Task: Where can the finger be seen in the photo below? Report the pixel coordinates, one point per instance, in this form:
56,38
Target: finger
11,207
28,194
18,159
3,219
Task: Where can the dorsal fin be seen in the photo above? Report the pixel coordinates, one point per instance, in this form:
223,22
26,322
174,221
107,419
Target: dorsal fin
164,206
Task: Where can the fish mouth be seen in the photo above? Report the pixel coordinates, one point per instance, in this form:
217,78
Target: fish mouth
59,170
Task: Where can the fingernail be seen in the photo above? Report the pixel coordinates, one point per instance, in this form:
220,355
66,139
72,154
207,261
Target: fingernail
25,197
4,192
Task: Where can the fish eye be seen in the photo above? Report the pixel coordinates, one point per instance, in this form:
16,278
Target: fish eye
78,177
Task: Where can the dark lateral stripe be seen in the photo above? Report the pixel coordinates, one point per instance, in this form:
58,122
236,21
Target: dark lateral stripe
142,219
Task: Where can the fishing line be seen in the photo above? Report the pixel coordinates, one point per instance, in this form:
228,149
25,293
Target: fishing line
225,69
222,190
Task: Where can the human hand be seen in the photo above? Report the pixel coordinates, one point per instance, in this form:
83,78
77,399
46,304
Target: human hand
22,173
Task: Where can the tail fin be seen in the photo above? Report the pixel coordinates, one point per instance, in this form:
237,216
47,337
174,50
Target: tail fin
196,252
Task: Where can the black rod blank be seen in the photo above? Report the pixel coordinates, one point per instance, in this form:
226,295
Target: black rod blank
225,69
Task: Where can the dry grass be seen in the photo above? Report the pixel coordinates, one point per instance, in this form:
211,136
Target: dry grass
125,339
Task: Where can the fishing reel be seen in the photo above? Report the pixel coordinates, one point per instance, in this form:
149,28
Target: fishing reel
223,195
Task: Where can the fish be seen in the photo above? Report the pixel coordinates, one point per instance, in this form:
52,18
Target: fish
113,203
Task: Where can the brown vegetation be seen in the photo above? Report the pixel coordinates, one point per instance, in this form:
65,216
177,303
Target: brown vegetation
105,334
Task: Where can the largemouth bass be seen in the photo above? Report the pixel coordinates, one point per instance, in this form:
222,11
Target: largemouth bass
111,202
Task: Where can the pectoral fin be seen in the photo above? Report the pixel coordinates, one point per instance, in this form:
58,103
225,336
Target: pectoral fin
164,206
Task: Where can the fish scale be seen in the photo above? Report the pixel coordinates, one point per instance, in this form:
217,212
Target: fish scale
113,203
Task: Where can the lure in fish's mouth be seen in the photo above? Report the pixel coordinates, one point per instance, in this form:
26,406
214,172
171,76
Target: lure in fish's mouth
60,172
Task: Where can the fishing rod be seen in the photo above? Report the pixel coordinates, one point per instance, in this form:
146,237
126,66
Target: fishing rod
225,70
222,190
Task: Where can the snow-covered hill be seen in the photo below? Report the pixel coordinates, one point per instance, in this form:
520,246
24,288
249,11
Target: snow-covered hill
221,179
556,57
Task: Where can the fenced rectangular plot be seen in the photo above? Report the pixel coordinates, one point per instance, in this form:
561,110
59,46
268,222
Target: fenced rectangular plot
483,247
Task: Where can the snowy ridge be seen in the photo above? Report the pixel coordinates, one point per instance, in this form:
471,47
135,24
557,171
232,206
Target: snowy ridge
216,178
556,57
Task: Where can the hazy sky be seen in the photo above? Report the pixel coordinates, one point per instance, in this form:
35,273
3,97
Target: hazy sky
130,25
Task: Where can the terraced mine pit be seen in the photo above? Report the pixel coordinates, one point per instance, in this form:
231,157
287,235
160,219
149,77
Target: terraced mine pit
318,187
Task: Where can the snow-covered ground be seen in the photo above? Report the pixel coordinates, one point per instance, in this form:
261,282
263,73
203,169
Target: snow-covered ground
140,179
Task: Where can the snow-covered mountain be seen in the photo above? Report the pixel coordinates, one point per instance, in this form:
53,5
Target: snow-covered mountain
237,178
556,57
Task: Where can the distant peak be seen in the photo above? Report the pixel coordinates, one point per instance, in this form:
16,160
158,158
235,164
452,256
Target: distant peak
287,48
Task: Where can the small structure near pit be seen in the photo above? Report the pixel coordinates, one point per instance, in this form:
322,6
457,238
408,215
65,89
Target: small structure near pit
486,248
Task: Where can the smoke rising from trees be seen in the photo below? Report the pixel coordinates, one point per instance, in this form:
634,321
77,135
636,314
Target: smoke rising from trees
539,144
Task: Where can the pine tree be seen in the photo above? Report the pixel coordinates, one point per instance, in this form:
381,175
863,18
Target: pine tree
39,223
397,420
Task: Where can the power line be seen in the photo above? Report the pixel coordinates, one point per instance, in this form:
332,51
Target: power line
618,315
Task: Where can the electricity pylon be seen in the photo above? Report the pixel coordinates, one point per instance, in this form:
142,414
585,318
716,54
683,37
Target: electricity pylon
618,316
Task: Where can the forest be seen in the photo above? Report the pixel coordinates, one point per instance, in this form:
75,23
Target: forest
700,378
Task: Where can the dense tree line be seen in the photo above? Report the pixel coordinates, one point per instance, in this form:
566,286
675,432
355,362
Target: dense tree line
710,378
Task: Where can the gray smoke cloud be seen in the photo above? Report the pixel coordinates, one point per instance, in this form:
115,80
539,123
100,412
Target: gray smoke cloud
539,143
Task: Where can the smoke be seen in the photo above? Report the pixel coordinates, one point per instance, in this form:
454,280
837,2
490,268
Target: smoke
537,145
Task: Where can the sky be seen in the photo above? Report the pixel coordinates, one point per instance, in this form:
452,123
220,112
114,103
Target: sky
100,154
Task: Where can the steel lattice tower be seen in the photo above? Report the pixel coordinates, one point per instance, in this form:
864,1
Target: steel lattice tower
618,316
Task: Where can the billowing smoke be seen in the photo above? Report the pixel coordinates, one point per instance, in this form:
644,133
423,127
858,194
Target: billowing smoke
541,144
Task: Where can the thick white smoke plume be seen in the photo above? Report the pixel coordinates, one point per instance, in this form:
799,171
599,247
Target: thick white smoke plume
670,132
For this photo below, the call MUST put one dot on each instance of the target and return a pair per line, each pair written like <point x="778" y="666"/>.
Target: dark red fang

──────

* Directions for this task: Output only the number of lines in the listing that contain the string "below".

* Task output: 4